*DATASET ENTRIES*
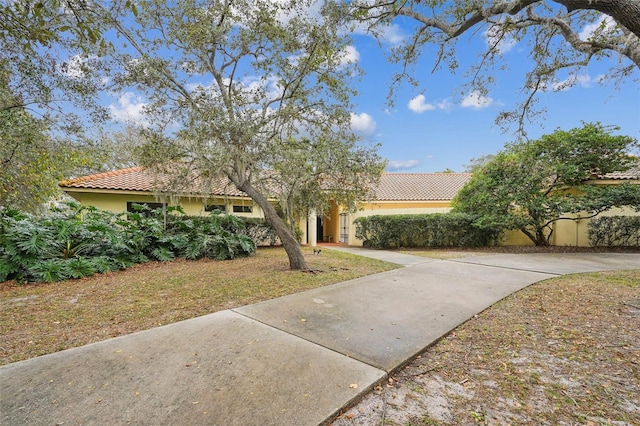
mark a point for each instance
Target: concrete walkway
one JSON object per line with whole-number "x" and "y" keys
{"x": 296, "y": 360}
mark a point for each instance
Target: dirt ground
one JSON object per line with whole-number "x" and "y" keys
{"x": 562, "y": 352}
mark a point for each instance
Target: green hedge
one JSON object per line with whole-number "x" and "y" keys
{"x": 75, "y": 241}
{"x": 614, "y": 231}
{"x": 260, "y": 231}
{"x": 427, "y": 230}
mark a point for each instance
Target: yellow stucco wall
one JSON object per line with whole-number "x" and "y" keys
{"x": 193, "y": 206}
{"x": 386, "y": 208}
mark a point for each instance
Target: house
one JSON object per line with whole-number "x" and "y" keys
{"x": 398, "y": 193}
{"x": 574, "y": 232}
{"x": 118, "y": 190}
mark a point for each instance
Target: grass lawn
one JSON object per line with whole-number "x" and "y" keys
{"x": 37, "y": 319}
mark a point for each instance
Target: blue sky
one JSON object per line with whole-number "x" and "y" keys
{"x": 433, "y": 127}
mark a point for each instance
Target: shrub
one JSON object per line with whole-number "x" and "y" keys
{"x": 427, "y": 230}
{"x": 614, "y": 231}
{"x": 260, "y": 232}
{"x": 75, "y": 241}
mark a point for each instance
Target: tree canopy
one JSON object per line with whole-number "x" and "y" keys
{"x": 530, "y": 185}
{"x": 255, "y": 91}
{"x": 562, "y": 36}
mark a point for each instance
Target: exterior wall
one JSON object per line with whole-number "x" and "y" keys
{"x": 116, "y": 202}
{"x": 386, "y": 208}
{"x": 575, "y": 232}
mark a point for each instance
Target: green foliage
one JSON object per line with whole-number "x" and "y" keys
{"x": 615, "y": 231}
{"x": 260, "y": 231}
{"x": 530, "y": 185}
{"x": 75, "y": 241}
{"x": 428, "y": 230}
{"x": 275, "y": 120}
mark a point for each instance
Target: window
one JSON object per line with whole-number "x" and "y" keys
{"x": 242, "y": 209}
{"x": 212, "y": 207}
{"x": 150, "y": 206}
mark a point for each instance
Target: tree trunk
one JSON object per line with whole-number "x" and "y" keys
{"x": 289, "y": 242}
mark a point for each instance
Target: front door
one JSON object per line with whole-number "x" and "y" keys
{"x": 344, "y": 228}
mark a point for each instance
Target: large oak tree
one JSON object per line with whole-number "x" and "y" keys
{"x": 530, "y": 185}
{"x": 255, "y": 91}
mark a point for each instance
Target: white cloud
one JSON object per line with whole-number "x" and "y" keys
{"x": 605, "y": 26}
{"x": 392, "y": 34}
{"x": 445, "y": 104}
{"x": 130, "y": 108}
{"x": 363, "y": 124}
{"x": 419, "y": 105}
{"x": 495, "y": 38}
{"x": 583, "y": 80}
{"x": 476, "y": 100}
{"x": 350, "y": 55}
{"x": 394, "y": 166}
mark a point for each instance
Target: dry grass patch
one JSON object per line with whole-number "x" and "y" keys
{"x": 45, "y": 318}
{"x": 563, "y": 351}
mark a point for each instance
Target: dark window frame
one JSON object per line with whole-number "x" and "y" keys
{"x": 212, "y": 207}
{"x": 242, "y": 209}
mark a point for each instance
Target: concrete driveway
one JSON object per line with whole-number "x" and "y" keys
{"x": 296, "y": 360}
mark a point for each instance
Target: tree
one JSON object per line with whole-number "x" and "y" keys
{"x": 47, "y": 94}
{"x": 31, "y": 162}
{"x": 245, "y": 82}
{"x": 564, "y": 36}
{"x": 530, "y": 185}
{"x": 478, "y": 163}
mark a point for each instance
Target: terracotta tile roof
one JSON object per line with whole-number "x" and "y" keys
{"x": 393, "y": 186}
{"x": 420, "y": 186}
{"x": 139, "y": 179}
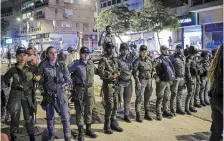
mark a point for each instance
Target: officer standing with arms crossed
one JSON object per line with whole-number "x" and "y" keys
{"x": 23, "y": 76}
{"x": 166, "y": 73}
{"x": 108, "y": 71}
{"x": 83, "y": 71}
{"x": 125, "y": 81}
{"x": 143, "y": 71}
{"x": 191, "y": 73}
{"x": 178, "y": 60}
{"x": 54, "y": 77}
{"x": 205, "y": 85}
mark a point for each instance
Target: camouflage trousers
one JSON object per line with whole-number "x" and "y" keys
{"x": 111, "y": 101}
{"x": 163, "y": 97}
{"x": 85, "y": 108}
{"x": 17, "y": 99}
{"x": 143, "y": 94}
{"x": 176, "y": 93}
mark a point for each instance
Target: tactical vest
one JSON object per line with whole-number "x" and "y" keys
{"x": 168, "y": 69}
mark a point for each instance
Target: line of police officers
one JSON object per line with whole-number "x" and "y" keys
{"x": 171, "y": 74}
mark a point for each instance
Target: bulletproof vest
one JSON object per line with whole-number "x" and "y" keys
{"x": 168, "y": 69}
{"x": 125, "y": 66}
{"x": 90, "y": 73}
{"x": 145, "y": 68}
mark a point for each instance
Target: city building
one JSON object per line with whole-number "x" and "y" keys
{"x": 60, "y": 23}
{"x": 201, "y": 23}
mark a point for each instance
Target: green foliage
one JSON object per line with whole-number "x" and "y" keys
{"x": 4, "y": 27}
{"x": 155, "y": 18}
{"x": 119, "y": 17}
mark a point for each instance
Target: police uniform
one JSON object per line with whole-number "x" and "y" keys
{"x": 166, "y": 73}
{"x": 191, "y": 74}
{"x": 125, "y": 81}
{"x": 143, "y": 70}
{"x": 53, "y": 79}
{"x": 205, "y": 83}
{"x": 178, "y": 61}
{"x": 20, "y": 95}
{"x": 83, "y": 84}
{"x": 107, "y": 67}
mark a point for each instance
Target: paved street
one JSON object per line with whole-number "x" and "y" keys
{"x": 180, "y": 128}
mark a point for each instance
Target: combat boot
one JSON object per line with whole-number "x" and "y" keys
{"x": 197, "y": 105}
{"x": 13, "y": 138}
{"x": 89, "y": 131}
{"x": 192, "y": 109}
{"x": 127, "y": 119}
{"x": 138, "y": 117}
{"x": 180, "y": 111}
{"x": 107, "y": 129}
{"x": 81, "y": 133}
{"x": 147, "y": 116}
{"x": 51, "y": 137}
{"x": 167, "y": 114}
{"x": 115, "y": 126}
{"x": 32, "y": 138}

...

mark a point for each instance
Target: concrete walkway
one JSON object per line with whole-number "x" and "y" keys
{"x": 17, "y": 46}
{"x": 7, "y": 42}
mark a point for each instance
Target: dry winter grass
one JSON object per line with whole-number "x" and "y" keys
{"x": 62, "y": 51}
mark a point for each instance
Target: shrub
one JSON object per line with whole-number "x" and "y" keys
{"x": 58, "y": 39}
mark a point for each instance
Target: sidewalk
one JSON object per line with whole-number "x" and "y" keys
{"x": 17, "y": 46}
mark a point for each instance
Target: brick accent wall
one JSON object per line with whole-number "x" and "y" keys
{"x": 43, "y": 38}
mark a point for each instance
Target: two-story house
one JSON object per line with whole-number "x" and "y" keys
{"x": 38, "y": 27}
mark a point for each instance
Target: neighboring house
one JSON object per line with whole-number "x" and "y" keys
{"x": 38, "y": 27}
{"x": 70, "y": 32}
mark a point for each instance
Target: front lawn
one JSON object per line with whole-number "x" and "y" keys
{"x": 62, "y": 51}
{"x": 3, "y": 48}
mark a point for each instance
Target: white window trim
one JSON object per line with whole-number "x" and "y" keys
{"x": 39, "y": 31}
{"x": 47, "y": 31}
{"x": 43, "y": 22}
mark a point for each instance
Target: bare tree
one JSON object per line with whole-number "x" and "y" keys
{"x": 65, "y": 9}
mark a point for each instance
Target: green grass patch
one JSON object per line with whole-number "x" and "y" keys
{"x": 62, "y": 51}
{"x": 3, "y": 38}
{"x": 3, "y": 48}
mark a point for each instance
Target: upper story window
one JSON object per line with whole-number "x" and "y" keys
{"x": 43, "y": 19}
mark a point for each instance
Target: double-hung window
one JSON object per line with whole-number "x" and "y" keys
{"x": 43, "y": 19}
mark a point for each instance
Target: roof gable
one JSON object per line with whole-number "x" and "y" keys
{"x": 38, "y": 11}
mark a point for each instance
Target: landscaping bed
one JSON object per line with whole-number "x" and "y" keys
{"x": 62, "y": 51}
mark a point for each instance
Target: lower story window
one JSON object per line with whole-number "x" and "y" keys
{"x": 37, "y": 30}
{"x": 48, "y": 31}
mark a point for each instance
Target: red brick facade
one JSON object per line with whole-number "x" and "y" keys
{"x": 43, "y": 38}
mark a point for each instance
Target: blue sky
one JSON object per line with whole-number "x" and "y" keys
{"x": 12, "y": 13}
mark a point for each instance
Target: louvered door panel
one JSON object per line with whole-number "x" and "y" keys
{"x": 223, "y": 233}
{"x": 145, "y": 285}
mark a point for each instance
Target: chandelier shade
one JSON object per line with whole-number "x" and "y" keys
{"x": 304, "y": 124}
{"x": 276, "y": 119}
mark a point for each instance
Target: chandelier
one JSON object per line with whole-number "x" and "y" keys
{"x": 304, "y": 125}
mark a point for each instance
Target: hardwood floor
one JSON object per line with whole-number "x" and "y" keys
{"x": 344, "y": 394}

*TASK GOAL*
Copy out every line above that contains the string "wall". Case counts, so match it only with the same capitalization.

*ANSWER TO THIS TASK*
Target: yellow stucco wall
Target: exterior wall
Target: brick accent wall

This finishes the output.